#### [Exercise goal]
Copy every line from the one containing "sneaker in the photo above." through the last line of the records below, both included, and nothing else.

::::::::

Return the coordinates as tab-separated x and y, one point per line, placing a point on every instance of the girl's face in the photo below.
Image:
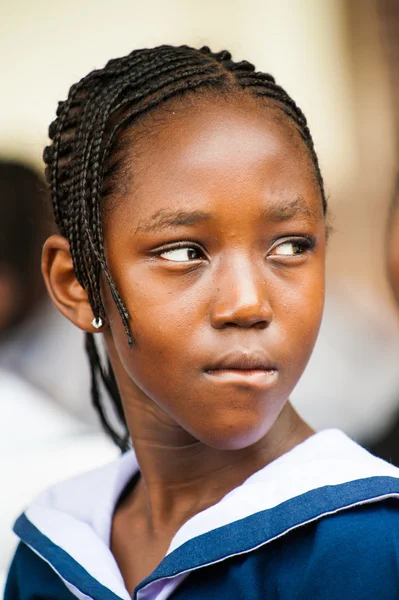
217	248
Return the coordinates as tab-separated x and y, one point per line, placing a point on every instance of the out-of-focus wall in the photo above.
46	46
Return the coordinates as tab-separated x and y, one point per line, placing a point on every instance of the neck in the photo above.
180	476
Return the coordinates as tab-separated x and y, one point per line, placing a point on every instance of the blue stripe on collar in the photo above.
61	561
260	528
239	537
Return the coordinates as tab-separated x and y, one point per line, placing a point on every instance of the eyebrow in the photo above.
172	218
288	209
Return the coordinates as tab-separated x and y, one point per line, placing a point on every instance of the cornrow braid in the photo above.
84	138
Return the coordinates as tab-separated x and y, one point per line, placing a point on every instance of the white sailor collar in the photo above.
69	526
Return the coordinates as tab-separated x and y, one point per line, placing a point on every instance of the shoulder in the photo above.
350	554
346	555
31	578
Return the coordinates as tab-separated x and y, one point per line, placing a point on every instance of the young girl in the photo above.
192	220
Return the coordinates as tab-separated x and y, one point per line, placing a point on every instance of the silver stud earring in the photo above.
97	323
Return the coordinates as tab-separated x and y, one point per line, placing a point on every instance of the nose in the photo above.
241	298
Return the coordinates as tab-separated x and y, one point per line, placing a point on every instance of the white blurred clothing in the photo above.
40	444
352	379
48	351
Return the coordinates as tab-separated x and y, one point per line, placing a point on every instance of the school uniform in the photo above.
321	521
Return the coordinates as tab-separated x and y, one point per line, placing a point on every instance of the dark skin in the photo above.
217	247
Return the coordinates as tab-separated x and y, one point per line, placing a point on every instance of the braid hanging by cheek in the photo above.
109	382
80	165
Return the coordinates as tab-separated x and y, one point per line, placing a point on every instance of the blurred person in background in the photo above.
387	446
35	343
35	433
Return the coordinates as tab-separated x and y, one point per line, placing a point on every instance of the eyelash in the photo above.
307	243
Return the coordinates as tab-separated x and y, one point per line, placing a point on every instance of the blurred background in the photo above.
339	59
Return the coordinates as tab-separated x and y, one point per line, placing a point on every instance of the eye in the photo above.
293	247
182	254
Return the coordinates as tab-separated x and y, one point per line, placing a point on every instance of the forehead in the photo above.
230	148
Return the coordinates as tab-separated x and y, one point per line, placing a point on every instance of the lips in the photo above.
242	361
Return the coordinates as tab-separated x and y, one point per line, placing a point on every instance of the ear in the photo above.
64	289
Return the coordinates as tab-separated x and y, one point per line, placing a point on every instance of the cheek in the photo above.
299	313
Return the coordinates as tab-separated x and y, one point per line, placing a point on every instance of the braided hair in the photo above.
84	139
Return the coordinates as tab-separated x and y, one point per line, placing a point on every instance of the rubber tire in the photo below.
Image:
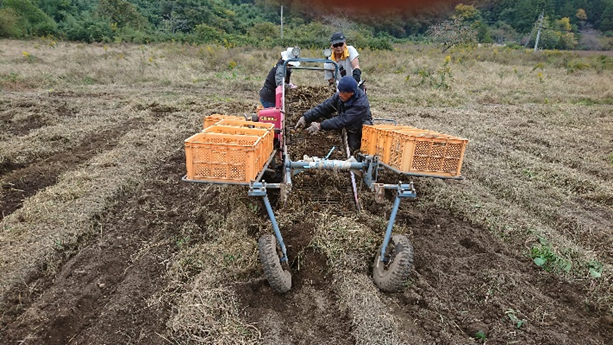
279	279
390	276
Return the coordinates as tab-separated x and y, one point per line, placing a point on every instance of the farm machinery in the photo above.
254	151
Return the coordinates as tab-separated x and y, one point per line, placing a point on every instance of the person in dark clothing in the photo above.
352	108
275	78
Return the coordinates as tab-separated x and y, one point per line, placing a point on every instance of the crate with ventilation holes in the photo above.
227	154
415	151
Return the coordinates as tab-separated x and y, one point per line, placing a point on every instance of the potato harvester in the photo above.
242	150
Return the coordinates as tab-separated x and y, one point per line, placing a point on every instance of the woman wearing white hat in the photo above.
275	78
346	58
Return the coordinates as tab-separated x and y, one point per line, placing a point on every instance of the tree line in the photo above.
257	22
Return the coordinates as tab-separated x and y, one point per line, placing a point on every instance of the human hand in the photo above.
314	128
301	122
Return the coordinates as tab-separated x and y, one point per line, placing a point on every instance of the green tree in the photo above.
122	14
8	23
453	33
31	20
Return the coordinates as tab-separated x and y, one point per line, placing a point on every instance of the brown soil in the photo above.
112	288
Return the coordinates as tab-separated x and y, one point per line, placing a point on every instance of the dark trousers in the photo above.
355	140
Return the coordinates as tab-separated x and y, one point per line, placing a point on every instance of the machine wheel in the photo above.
279	279
391	275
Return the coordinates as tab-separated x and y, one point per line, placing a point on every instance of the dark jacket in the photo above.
351	114
274	79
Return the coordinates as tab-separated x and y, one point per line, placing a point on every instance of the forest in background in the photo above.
566	24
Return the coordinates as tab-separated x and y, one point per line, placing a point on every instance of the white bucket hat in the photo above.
287	54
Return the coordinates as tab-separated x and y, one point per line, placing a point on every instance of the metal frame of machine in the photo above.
393	261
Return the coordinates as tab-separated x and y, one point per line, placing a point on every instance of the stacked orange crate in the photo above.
414	150
228	154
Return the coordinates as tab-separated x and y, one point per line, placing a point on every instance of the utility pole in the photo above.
281	21
538	33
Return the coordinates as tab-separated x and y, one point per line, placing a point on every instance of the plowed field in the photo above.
102	243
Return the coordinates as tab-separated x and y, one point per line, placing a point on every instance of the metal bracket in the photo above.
379	193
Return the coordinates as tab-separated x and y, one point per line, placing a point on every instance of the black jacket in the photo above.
351	114
274	79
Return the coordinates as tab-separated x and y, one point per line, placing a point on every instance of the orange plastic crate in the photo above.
413	150
227	154
432	154
213	119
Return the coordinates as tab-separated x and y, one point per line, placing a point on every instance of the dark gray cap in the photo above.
337	37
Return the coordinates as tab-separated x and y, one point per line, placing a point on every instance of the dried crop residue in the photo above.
161	261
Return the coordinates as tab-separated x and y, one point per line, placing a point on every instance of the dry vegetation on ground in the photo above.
100	241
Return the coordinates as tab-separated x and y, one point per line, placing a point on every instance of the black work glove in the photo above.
301	122
314	127
357	75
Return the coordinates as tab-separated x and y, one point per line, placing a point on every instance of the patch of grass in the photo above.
480	335
543	256
516	321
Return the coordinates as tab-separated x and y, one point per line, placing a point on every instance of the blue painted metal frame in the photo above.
259	189
403	191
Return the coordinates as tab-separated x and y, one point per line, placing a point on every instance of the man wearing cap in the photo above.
352	108
275	78
346	58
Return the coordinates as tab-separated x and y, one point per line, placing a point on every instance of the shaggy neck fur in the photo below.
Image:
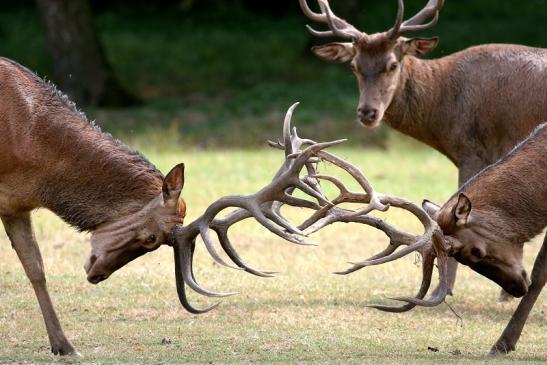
86	177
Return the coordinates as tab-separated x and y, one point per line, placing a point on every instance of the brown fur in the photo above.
51	156
472	106
490	218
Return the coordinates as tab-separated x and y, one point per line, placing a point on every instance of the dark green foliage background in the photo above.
237	65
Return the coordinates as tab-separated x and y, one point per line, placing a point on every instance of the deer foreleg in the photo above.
20	233
508	340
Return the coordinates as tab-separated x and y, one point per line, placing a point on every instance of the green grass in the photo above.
305	315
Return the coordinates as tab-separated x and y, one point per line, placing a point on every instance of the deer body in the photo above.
472	106
52	157
490	218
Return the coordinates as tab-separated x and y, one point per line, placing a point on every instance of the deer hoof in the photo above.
65	350
504	297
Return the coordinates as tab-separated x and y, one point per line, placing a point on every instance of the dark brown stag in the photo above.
472	106
51	156
484	225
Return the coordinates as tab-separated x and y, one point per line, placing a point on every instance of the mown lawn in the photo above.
304	315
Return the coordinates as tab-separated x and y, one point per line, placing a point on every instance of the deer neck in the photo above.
95	179
413	104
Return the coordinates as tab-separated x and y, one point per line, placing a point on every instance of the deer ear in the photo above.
335	52
173	184
462	210
420	46
431	208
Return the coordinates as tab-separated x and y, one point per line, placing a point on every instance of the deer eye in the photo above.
476	252
151	239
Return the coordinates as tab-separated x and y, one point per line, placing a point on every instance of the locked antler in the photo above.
264	206
338	26
430	244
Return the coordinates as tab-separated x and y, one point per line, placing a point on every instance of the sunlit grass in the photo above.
306	314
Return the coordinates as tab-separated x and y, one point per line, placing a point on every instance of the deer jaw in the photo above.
114	244
478	241
378	64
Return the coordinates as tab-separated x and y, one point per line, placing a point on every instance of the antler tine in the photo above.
338	27
416	23
263	206
428	259
430	244
181	290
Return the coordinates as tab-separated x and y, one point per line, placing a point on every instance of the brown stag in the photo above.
51	156
484	225
490	218
472	106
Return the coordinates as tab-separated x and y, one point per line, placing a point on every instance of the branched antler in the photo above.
418	21
263	206
338	26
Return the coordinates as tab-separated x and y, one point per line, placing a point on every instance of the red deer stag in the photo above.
51	156
472	106
490	218
484	225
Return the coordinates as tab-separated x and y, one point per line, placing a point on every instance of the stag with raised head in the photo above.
490	218
51	156
472	106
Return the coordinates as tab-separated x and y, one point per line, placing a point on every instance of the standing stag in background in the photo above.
472	106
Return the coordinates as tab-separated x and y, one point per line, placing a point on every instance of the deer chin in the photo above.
370	123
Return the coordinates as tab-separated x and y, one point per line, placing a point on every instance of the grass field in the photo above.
305	315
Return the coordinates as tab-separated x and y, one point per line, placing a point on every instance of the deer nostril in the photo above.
367	113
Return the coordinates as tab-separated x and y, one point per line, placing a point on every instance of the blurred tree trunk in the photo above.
79	64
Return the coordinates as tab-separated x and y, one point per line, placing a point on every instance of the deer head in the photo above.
478	242
376	59
114	245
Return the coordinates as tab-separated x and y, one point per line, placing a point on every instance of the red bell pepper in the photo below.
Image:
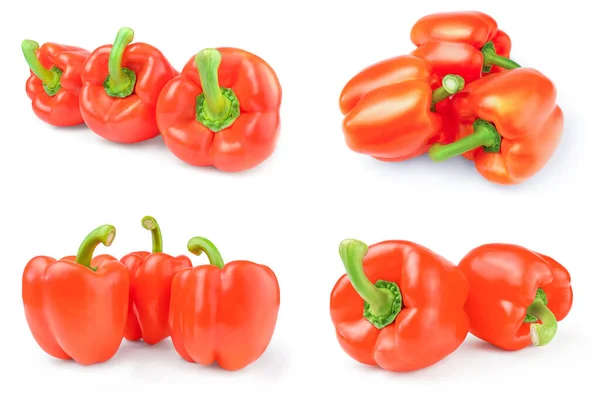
394	121
400	306
517	296
76	307
384	73
55	81
121	84
224	313
465	43
508	123
151	275
222	110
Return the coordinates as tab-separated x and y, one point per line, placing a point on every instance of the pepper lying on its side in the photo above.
517	296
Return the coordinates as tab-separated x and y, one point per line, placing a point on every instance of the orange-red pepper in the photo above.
223	313
508	123
392	111
400	306
222	110
151	275
55	81
76	307
517	296
121	84
467	43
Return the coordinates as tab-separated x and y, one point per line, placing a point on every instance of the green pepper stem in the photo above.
50	78
119	80
104	234
484	135
491	58
451	84
199	245
149	223
216	105
352	253
542	334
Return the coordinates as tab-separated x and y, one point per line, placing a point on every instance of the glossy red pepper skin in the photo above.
131	119
384	73
253	136
452	42
151	275
504	281
432	322
521	104
61	109
223	312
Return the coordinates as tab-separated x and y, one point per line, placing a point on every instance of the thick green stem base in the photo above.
543	323
491	58
203	114
53	88
484	135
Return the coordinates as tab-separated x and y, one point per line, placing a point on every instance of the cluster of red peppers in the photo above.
457	93
403	307
81	307
221	110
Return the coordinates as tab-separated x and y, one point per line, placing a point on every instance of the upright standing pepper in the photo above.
397	121
151	275
509	123
400	305
76	307
121	84
222	111
517	296
55	81
224	313
465	43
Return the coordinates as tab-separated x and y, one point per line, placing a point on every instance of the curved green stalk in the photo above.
149	223
199	245
104	234
120	81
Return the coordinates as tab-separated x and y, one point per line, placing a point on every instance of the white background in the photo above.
292	212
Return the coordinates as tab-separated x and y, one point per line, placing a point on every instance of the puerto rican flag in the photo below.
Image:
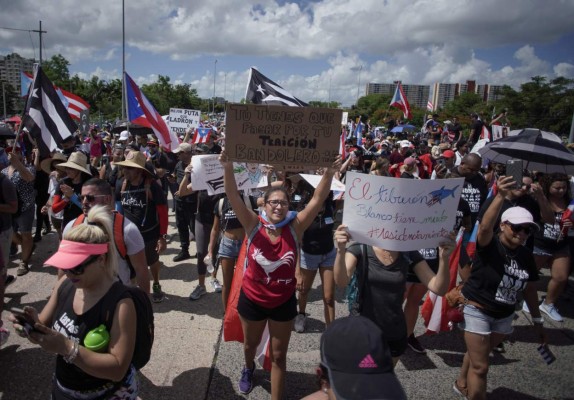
74	104
399	100
201	135
142	112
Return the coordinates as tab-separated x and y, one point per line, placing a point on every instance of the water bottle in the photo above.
209	264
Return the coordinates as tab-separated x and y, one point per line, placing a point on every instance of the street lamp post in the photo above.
214	77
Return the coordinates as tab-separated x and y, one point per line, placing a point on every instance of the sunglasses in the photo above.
79	269
518	228
90	197
275	203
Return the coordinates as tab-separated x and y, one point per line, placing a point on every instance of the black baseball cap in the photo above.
358	360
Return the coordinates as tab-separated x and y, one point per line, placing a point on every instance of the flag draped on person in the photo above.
45	117
262	90
142	112
74	104
435	308
399	100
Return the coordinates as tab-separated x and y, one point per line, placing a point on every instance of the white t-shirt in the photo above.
134	244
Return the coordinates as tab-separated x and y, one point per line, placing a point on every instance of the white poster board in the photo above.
180	120
207	174
400	214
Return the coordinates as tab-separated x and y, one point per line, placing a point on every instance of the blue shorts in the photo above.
475	321
229	248
313	262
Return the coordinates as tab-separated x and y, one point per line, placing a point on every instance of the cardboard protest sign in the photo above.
207	174
180	120
282	135
400	214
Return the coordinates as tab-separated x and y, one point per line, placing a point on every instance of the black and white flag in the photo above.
45	116
262	90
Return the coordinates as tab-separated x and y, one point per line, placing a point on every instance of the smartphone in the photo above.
514	169
23	319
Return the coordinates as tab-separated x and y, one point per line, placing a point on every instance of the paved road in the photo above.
190	361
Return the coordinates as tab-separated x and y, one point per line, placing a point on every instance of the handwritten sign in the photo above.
181	120
282	135
400	214
207	174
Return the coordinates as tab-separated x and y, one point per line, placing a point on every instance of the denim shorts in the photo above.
475	321
313	262
229	248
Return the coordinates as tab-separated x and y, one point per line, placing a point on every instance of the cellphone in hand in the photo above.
514	169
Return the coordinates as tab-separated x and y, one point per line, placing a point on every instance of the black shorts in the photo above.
252	311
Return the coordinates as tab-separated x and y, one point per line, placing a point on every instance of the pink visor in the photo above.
71	254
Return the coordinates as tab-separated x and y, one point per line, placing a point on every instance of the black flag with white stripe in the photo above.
262	90
45	116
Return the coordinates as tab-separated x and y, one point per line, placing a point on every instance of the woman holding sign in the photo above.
382	276
267	294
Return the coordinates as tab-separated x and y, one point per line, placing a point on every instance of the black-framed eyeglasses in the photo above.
79	269
90	197
516	228
275	203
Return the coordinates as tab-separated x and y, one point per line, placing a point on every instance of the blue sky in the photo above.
313	48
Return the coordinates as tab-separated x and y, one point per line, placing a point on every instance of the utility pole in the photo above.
40	31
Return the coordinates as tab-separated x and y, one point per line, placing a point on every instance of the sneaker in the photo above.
499	348
23	269
551	311
9	280
300	322
216	286
246	381
182	255
415	345
4	335
197	292
158	295
461	391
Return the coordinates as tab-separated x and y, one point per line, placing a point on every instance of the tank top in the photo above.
269	278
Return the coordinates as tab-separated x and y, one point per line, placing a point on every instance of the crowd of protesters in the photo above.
290	230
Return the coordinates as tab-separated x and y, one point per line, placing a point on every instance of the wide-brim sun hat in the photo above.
77	161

::::::::

#### [Solution]
Return the coordinates as tab-separated x and y, one point per line, placing a point on every instance of the sneaker in the photo above.
499	348
23	269
551	311
9	280
300	322
216	286
246	381
182	255
415	345
4	335
197	292
158	295
461	391
Return the coordinates as tab-separated x and y, one point per line, placing a point on every instance of the tank top in the photo above.
269	278
Return the coordinates as tab-separated x and y, one point per line, placing a point on every instance of the crowd of protesters in the photo above.
290	230
Return the coordinates as tab-separated x and y, one point per line, placing a point on every instance of the wide-brim sun hat in the photo above.
77	161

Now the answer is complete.